Reproduce verbatim the lines of the entries below, starting at the line that contains "pin: grass |" and ending with the final line of the entries.

(Data listing)
━━━━━━━━━━━━━━━━━━━━
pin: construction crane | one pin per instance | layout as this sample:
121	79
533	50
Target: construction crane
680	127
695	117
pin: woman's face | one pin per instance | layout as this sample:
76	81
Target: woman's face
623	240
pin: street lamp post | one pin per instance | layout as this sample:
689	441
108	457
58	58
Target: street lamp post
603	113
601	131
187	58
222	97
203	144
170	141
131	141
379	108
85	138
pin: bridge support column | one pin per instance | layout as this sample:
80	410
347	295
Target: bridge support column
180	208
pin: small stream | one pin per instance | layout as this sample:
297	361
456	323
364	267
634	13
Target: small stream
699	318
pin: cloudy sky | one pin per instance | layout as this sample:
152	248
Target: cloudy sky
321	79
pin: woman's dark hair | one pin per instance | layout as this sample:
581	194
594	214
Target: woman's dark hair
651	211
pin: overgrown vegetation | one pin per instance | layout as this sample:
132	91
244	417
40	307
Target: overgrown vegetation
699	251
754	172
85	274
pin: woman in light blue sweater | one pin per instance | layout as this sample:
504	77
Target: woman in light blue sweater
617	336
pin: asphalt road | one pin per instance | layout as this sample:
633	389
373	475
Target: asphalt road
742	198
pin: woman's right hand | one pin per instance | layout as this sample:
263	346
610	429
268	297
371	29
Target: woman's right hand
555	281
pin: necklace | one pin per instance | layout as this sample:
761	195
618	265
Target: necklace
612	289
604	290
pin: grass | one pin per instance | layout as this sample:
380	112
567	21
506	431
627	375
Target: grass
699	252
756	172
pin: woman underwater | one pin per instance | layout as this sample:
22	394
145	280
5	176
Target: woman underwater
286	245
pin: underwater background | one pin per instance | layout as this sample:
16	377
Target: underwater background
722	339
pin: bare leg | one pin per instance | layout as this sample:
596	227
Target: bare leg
━━━━━━━━━━━━━━━━━━━━
*The reply*:
pin: grass | one pin per instance | layout as this sample:
380	112
567	21
506	431
627	375
Target: grass
699	252
756	172
pin: woman underwater | one pin per instance | layout as this sample:
22	394
145	280
5	176
Target: woman underwater
286	245
pin: underwater background | one pin per instance | layout as this sample:
16	377
Target: underwater background
722	339
pin: bare leg | one pin per instance | layout as this sample:
596	227
Target: bare leg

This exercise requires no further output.